*** Text passage Section Begins ***

At the same time, corporate America has been systematically setting up its employees for United Airlines-like cram downs. Nearly a year ago, the PBGC reported that there were 1,050 companies that had an unfunded pension liability of $50 million or more. (Collectively, their plans were underfunded by $278.6 billion.) That’s up 15 times from the $18.4 billion total in 1999. The PBGC estimates that the total shortfall among all the 31,000 plans it insures is significantly higher.

Around the country, state and local governments are similarly waking up to the realization that they can’t afford the pensions and benefits they promised to workers. At the end of 2003, according to Wilshire Associates, state pension funds were underfunded by $375 billion. Unless governors and state legislatures around the country decide to enact tax increases to fund the promises they made to employees, it looks like teachers and civil servants are going to be crammed down en masse.

So far, pension failures—and the ensuing cram downs—have been largely concentrated in the airline and steel sectors. But large industries such as coal, textiles, and auto manufacturing are facing similar structural problems. And even when they’re flush, many healthy companies simply fail to take the steps necessary to fund the benefits. According to another study by Wilshire Associates, 81 percent of corporate pensions are underfunded. American corporate managers have collectively decided not to adequately fund the pensions and post-retirement health benefits that they promised to employees or negotiated with unions.

There’s another troubled old institution where loyal workers are getting crammed down, thanks to mismanagement. On May 12, the New York Times reported that “the Roman Catholic Archdiocese of Boston is proposing cuts in its pension benefits for priests.” Why? The pension fund has notched poor returns, and it’s had to spend money settling sexual-abuse litigation. The archdiocese wants to freeze pension benefits at the current level ad infinitum and slash medical benefits and other measures. Here’s the kicker: The archdiocese apparently failed to make any contributions to the pension plan between 1986 and 2002, even though it held fund-raising drives to fund priests’ retirements twice annually. As the Times notes, “[F]or many years the archdiocese has used that money to fill other needs.”

*** Text passage Section Ends ***
*** Records Section Begins ***

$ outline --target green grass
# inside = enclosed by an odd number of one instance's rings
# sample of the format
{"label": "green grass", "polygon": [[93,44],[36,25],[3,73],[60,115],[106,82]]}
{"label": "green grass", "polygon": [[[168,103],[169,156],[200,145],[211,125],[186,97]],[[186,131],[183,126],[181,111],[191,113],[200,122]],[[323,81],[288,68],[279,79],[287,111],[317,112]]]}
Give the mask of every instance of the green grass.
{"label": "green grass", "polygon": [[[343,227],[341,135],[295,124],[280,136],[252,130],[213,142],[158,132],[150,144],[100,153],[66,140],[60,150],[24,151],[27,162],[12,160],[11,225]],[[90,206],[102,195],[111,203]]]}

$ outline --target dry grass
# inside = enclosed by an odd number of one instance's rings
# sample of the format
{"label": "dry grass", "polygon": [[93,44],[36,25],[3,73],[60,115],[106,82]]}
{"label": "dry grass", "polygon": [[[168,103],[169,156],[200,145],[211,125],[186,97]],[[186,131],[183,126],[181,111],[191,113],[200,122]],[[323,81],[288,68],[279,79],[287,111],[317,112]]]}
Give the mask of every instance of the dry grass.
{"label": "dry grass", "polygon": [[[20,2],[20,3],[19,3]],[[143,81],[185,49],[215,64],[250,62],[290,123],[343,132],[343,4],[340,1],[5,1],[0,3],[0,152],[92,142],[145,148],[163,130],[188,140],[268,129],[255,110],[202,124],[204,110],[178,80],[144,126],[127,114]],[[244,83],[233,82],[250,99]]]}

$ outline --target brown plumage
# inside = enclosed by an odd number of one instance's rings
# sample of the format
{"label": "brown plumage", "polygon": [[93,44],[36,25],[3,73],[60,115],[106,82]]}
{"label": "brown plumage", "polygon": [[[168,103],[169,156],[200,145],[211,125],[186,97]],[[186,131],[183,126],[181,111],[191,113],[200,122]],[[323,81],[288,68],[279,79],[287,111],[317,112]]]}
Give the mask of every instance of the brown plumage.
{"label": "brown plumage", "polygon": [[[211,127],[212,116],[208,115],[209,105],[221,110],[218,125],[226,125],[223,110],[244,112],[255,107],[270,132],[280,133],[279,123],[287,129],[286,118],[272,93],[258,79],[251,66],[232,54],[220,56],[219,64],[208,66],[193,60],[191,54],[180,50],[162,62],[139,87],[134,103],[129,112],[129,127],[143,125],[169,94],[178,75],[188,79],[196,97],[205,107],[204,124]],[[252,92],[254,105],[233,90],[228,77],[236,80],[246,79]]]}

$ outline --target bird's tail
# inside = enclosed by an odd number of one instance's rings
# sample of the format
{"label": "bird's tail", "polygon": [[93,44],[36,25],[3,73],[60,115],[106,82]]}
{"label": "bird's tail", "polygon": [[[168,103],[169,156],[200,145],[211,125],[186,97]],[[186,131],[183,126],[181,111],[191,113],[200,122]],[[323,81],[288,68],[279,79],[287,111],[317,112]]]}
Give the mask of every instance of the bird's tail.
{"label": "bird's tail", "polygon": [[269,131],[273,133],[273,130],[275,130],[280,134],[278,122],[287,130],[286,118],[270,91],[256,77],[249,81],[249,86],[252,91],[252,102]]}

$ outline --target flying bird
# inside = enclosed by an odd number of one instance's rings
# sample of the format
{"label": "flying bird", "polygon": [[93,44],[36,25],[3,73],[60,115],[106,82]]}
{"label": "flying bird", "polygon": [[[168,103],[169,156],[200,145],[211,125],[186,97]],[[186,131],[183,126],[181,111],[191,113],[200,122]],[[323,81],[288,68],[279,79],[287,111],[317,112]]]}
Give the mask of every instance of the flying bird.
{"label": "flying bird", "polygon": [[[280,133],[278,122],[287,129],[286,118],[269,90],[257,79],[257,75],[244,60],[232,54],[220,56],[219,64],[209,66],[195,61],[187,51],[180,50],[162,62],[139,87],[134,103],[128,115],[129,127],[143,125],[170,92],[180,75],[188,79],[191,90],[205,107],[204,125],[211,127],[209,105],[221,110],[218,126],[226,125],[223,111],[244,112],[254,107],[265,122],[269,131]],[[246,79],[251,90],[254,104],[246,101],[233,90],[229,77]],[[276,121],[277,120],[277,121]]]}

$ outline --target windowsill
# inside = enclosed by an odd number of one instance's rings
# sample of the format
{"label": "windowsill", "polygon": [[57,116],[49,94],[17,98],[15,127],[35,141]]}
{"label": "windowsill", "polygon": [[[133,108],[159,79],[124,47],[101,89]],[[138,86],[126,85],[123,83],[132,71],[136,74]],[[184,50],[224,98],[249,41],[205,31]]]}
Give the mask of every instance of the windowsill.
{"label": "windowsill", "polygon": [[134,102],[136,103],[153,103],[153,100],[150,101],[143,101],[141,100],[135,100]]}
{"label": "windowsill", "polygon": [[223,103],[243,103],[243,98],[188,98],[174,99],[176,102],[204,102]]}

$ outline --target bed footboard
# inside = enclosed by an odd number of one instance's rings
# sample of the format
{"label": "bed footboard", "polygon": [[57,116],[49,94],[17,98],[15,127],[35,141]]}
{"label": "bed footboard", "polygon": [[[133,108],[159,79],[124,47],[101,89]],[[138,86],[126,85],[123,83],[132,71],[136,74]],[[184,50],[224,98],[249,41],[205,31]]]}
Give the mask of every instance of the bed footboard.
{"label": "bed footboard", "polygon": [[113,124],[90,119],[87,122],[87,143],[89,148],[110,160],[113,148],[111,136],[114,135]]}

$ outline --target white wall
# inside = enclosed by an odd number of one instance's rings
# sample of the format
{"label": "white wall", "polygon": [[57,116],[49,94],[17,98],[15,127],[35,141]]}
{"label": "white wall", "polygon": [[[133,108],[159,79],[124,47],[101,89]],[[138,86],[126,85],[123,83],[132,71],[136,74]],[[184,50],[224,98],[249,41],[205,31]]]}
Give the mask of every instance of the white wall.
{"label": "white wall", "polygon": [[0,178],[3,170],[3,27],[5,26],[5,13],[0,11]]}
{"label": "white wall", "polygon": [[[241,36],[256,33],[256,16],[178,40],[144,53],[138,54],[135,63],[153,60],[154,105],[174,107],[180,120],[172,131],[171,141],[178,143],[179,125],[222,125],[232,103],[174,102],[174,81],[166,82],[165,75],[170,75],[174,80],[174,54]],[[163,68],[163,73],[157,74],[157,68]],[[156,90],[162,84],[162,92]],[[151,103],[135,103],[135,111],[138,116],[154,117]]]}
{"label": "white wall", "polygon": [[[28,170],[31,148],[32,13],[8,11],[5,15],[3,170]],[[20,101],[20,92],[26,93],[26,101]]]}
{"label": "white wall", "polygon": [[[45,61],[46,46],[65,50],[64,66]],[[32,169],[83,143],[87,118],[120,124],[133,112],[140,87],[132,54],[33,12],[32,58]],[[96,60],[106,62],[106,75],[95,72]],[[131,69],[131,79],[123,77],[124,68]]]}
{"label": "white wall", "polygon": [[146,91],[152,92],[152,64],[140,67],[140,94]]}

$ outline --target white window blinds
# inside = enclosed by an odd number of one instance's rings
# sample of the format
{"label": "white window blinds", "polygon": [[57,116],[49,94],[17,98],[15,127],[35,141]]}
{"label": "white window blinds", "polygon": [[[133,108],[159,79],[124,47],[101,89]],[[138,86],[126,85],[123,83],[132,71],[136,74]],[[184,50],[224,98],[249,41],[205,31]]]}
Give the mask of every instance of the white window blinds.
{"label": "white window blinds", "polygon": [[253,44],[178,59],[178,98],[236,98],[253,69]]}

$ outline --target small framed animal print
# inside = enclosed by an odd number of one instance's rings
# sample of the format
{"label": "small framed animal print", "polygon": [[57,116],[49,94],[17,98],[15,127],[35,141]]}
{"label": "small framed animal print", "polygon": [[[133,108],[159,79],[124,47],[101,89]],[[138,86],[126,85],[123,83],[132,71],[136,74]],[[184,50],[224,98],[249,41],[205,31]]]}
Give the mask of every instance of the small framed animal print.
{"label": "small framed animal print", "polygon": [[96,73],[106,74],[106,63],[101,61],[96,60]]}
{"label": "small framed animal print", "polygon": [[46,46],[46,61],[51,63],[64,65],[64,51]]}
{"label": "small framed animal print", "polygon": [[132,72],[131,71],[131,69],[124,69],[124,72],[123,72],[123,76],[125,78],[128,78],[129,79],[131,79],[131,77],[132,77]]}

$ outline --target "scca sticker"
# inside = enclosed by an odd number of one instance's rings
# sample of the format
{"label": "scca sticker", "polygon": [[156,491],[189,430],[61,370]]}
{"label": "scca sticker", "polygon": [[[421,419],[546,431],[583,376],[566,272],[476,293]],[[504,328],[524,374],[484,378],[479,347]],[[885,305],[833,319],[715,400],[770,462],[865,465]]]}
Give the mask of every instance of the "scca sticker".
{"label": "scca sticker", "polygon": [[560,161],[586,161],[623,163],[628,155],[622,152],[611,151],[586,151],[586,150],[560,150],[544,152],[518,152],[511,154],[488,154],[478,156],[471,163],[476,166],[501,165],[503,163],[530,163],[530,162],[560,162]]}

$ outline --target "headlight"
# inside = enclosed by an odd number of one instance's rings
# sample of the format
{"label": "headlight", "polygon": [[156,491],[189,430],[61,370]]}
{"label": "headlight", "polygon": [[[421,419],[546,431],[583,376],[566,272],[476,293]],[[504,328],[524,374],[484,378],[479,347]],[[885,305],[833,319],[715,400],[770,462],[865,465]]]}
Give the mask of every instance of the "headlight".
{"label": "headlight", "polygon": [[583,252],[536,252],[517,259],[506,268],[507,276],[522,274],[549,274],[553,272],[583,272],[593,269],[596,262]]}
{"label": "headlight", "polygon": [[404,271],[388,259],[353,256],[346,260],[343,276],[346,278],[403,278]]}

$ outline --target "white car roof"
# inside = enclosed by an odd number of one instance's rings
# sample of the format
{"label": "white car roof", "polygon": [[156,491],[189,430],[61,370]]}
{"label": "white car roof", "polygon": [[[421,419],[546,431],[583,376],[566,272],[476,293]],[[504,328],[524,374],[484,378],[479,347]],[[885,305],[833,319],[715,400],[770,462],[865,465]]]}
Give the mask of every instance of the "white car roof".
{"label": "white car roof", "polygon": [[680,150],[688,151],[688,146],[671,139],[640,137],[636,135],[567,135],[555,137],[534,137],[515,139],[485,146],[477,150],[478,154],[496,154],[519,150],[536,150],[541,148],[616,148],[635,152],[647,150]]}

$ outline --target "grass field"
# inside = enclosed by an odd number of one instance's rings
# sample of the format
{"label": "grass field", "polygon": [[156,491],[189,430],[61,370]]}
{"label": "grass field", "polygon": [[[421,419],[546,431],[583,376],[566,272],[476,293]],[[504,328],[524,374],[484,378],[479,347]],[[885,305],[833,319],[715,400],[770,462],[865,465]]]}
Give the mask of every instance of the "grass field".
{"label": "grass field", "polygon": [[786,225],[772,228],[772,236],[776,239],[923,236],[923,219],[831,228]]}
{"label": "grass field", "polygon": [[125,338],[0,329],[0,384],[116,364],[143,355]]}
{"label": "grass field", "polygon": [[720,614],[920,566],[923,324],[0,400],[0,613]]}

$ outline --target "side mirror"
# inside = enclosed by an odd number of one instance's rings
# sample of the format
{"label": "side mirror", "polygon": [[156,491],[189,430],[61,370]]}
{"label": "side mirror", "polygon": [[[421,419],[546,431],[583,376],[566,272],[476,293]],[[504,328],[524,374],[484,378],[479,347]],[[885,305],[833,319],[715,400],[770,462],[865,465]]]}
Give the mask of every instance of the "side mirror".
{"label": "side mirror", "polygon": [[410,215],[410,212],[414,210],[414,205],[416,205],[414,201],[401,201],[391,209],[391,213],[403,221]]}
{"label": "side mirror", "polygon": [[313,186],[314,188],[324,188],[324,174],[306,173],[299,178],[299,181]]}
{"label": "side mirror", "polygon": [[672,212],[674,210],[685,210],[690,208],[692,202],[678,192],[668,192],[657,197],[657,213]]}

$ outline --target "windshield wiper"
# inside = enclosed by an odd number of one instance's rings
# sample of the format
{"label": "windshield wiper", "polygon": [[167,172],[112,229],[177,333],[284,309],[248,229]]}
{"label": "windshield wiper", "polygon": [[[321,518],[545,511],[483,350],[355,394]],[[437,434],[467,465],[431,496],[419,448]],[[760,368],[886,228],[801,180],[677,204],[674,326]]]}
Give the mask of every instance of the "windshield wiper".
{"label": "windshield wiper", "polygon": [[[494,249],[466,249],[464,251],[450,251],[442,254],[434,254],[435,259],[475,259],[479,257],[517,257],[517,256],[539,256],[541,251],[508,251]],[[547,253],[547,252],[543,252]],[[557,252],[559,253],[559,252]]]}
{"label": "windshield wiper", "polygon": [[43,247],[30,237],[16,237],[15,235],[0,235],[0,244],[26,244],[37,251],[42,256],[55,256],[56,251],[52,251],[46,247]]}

*** Records Section Ends ***

Assignment 1
List every industry that the text about pension cram downs names.
Assignment 2
In the text about pension cram downs, by how much were state pension funds underfunded at the end of 2003, according to Wilshire Associates?
Assignment 3
Continue the text about pension cram downs from the point where it stops.

Expected answer 1
airline, steel, coal, textiles, auto manufacturing

Expected answer 2
$375 billion

Expected answer 3
Using money dedicated for retirement savings for other needs? What does the Boston archdiocese think it is, Congress?

Indeed, the mother of all cram downs is shaping up this decade in Washington. For the past four years, as Americans have gone to work, played by the rules, and paid their taxes, Republicans in the White House and Congress have engineered a fiscal disaster. Every year, they take money that was supposed to be used for planning for retirement and spend it on other things. That’s one of the reasons we have a crisis in Social Security. But like some of the private-sector corporate pension crises, this crisis is entirely discretionary. It’s not that Congress and President Bush can’t adequately fund Social Security. It’s that they just don’t want to. Instead, they want to cram us down.

Because the national pension system—like many of its private-sector counterparts—is woefully underfunded, we are told, stakeholders must be willing to accept benefits that are lower than were promised and less than were anticipated. Robert Pozen’s progressive-indexing plan, which President Bush endorsed at his press conference in late April, would cram down 70 percent of Social Security beneficiaries to different degrees. But that’s just the first act. As economist Jason Furman notes, progressive cramming down—I mean, indexing—would close only about 70 percent of the projected shortfall in Social Security. The rest of the funds needed to restore Social Security to long-term solvency would have to come from benefit cuts or tax increases. Which solution do you think this crowd prefers?

Given the strength and importance of the housing market over the past several years, branding the ‘00s as the decade of the cram down might seem odd. And it may likewise seem dubious to define a decade with a phenomenon that has thus far touched only a small minority of Americans. But the housing bubble could be popping soon. And I’m confident that by Dec. 31, 2009, a large number of us will have been crammed down.